_WHAT NEEDS TO BE DONE:_ Using the records provided below, locate and copy each line that contains the word "dirt".

_Items listed in a dataset:_
|---|
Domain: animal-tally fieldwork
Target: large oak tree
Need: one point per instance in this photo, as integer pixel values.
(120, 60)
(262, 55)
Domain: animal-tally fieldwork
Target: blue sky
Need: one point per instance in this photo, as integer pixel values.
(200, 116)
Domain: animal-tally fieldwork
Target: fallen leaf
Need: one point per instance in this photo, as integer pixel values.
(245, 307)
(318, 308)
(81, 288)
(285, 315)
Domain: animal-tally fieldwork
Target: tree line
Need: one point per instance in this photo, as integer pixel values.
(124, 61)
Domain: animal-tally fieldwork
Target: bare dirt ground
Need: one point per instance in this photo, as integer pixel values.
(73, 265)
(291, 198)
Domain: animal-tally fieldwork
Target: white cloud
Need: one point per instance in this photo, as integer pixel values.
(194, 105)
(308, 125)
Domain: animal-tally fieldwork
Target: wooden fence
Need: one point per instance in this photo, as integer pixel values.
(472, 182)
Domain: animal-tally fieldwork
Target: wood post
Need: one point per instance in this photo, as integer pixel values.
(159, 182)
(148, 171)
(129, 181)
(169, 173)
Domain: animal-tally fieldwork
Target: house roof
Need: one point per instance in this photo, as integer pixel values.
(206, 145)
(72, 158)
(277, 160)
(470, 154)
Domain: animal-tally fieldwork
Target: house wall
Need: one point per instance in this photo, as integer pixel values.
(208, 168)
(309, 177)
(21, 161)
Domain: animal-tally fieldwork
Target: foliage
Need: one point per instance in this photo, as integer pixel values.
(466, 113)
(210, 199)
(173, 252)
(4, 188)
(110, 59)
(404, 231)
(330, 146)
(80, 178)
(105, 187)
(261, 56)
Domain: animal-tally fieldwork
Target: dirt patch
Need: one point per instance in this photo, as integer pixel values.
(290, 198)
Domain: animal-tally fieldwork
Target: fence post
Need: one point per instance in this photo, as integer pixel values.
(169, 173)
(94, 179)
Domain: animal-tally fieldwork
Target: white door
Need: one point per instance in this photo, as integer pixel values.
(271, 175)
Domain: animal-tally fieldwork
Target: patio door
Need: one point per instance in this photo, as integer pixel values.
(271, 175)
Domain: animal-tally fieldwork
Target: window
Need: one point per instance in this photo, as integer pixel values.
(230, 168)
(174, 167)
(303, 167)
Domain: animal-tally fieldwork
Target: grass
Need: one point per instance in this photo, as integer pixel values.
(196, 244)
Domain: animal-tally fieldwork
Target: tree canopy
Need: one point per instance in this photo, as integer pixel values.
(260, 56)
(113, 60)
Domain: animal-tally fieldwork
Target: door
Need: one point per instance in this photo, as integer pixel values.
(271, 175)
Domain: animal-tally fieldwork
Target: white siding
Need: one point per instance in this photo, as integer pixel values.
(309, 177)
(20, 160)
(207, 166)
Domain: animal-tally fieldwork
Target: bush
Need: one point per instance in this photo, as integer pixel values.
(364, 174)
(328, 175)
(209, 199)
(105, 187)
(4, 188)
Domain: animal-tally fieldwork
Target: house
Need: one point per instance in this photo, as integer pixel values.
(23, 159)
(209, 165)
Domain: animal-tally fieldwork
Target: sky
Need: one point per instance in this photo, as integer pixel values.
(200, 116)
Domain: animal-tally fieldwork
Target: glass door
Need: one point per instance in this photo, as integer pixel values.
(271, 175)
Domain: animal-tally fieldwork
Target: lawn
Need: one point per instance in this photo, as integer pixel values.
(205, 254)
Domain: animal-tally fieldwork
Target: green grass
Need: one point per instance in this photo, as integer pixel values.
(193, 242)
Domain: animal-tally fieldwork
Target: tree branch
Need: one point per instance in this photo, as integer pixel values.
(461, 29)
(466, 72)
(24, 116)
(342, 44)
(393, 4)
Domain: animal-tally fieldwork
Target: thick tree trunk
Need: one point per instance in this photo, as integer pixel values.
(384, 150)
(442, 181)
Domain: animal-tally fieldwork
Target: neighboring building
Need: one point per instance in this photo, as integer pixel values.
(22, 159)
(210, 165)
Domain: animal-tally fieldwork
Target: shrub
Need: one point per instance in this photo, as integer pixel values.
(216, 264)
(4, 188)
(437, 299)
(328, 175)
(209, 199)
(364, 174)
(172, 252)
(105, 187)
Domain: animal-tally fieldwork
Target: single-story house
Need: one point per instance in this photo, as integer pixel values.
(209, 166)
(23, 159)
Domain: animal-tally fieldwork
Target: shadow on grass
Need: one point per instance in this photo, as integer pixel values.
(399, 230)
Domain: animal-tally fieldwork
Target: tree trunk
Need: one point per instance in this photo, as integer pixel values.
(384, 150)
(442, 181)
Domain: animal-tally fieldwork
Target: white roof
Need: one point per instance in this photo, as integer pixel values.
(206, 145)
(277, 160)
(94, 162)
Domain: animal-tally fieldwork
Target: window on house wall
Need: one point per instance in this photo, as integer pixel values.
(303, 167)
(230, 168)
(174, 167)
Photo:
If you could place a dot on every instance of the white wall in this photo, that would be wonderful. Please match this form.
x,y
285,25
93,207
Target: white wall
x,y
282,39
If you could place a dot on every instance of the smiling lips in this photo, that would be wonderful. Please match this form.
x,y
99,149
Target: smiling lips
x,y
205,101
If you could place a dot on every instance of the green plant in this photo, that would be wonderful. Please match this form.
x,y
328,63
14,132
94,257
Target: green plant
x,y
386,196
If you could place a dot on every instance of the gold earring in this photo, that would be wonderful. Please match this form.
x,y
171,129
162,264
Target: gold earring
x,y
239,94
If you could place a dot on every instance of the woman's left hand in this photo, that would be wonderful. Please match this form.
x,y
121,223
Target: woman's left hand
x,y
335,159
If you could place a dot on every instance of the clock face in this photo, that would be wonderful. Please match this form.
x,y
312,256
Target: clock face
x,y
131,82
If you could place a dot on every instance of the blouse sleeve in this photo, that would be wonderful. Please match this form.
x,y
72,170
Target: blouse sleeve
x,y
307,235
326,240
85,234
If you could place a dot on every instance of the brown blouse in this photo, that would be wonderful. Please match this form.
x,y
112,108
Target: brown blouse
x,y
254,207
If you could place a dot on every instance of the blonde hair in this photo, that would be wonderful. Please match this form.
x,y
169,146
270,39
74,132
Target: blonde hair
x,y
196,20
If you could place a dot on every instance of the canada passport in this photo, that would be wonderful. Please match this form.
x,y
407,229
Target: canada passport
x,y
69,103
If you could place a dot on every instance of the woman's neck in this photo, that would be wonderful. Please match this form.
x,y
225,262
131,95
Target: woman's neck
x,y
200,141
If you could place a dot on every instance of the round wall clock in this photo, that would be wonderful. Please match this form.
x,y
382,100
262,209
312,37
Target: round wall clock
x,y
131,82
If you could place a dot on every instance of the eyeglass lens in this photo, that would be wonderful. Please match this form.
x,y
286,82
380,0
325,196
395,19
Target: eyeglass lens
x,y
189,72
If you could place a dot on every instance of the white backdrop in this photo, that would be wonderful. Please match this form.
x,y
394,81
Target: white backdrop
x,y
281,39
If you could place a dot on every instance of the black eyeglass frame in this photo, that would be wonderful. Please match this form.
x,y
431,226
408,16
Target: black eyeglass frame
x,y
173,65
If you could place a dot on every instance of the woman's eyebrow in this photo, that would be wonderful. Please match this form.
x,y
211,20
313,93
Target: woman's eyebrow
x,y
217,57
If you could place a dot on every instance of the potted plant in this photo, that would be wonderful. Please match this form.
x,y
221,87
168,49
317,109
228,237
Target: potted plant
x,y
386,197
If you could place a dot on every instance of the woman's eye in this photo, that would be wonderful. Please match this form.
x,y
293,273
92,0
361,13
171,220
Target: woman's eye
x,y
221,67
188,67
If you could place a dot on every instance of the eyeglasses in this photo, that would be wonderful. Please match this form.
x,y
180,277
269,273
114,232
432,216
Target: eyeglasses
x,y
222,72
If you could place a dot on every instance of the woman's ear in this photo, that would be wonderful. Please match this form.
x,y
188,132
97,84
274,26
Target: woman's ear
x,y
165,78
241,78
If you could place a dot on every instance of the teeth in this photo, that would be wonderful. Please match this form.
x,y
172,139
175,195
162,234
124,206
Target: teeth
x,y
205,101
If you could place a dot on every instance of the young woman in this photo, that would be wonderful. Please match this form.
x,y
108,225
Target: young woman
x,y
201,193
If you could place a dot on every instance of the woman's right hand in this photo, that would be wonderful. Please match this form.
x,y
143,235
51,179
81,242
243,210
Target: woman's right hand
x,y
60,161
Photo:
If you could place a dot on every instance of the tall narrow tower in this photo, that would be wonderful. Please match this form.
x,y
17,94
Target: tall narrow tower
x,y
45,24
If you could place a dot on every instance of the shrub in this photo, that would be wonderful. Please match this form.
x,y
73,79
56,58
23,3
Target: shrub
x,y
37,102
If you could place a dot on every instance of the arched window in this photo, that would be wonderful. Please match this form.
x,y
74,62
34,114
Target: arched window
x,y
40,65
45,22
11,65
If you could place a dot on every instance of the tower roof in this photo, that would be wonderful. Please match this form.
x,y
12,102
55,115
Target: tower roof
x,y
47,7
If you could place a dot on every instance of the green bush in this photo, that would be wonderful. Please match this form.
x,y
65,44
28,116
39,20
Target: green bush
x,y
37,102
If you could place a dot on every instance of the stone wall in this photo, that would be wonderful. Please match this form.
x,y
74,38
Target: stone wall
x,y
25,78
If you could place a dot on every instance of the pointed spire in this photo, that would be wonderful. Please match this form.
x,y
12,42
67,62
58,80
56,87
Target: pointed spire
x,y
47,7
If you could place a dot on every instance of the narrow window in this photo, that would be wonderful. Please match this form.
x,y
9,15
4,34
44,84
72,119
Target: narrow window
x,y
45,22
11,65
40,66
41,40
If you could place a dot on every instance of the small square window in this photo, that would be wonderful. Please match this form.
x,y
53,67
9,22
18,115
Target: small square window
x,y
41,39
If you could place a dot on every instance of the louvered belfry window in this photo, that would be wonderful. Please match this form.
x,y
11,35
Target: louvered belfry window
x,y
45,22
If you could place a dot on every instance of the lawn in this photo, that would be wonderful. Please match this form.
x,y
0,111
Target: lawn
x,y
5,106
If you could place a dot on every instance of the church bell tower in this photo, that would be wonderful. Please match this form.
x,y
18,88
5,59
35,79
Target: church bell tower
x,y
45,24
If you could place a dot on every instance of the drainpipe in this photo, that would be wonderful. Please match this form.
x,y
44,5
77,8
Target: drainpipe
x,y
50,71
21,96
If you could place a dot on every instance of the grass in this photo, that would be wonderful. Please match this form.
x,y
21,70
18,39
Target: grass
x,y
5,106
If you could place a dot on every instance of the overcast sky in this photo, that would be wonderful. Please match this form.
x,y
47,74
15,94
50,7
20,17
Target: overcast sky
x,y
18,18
|---|
_THE COMPLETED TASK:_
Target: bare dirt ground
Target: dirt patch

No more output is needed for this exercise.